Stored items
==================================================
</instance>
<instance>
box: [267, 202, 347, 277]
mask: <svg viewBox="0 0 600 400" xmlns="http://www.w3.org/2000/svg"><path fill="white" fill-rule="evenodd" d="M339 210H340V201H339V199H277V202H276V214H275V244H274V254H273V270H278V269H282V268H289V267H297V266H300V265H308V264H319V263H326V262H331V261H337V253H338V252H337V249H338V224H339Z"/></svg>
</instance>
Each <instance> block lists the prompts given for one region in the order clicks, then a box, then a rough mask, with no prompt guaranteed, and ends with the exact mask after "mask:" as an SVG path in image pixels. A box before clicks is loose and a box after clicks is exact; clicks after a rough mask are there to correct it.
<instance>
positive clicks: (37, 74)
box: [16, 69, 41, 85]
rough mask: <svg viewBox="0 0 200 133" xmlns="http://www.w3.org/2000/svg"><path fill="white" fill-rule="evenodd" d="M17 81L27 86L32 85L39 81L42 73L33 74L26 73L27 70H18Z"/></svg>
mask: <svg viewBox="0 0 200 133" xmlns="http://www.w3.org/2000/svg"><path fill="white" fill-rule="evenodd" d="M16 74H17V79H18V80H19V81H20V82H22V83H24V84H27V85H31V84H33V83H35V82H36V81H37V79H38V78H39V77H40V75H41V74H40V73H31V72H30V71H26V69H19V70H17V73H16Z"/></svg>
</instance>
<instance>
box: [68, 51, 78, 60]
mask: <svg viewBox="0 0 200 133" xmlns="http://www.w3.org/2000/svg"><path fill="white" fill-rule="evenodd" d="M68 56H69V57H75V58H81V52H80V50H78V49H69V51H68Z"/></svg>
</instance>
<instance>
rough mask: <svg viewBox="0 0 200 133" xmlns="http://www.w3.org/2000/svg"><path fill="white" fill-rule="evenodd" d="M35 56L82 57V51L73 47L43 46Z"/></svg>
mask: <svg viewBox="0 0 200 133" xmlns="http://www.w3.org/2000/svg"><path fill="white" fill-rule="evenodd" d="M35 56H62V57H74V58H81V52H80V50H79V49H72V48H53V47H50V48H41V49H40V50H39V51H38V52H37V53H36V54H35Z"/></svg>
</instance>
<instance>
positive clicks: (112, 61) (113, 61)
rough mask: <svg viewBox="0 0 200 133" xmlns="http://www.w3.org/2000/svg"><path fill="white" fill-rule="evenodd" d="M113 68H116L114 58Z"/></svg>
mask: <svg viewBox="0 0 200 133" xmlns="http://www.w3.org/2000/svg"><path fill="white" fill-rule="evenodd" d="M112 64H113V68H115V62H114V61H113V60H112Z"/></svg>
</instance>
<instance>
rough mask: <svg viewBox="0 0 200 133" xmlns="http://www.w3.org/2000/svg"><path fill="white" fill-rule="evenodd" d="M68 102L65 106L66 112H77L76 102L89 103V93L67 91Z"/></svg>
==================================================
## Instructions for the task
If a line in the records includes the string "positive", copy it.

## Task output
positive clicks: (37, 74)
positive clicks: (112, 61) (113, 61)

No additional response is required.